Perintah 1 —
Menurut teks bacaan, apa ciri khas negeri Fansur pada masa itu?
Perintah 2 —
Berdasarkan teks bacaan, jelaskan mengapa Hamzah Fansuri dianggap sebagai perintis penggunaan bahasa Melayu sebagai bahasa ilmu pengetahuan.

Teks Bacaan —
Penyebaran Islam di Nusantara ini juga tidak bisa dipisahkan dari ajaran tasawuf. Bahkan “Islam Pertama” yang dikenal di Nusantara ini sesungguhnya adalah Islam yang disebarkan dengan pendekatan sufistik. Para penyebar Islam di Nusantara itu, umumnya para da’i yang memiliki pengetahuan dan pengalaman tasawuf.
Mereka diantaranya adalah Hamzah Fansuri, Syamsuddin Sumatrani, Nuruddin ar-Raniri, Abd, dan banyak lagi yang lainnya. Mereka adalah orang yang sangat berpengaruh dalam penyebaran Islam di Nusantara ini, khususnya di Aceh.
Pada makalah ini akan membahas beberapa tokoh yang disebutkan di atas terkait bagaimana biografi, karya-karyanya dan pengaruhnya dalam merintis perkembangan Islam di Nusantara.
Hamzah Fansuri adalah seorang cendikiawan, ulama tasawuf, sastrawan, dan budayawan terkemuka. Ia diperkirakan telah menjadi penulis pada masa Kesultanan Aceh diperintah oleh Sultan Alauddin Riayat Syah Sayid al-Mukammal (1588-1604) maka dapat ditarik benang merah jika Hamzah Fanshuri hidup antara pertengahan abad ke-16 hingga awal abad ke-17. Ia berasal dari Fansur yakni sebuah kota pantai di barat Sumatera bagian utara, arah ke selatan daerah Aceh (sekarang sebagian masuk dalam wilayah Sumatera Utara). Ciri khas negeri Fansur itu adalah penghasil kapur barus yang sangat terkenal di dunia pada saat itu. Ia sering melakukan perjalanan untuk menuntut ilmu, antara lain ke Kudus, Banten, Johor, Siam, India, Persia, Irak, Mekah, Madinah, dan lain-lain. Setelah pengembaraannya selesai, ia kembali ke Aceh dan mengajarkan ilmunya.
Pada mulanya ia berdiam di Barus lalu ke Banda Aceh, kemudian ia mendirikan dayah di Oboh, Singkil.Hamzah Fansuri termasuk orang yang sangat gemar dan mementingkan dalam mencari ilmu, terutama ilmu agama, khususnya tasawuf. Untuk itu, ia tidak segan-segan berpergian jauh dalam waktu lama untuk tujuan itu. Namun, perjalanannya tidak hanya untuk mencari ilmu pengetahuan tetapi juga untuk kepentingan amalan agama, terutama berkaitan dengan ajaran tasawuf yang dianutnya. Hamzah Fansuri dapat dikatakan tokoh tasawuf dari Aceh yang membawa faham wahdatul wujud. Ajaran Hamzah Fansuri ini banyak bersumber dari pemikiran Ibnu Arabi. Ajaran wahdatul wujud adalah ajaran yang meyakini bahwa Tuhan dapat bersatu dengan makhluknya atau serupa dengan pengertian pantheisme. Jasanya yang paling menonjol dalam bidang pendidikan adalah usahanya memperkaya bahasa Melayu menjadi bahasa ilmu pengetahuan yang tidak kalah dengan bahasa-bahasa ilmu pengetahuan dunia lain. Oleh karena itu, Hamzah Fansuri dianggap sebagai perintis penggunaan bahasa Melayu menjadi bahasa ilmu pengetahuan yang hingga kini semakin berkembang pesat.

Bagian Data —
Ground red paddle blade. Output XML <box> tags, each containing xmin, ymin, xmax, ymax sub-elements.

Jawaban 1 —
Negeri Fansur merupakan penghasil kapur barus yang sangat terkenal di dunia pada saat itu.

Jawaban 2 —
Hamzah Fansuri dianggap sebagai perintis karena jasanya yang paling menonjol dalam bidang pendidikan adalah usahanya memperkaya bahasa Melayu menjadi bahasa ilmu pengetahuan. Melalui usaha tersebut, bahasa Melayu dijadikan bahasa ilmu pengetahuan yang tidak kalah dengan bahasa-bahasa ilmu pengetahuan dunia lain.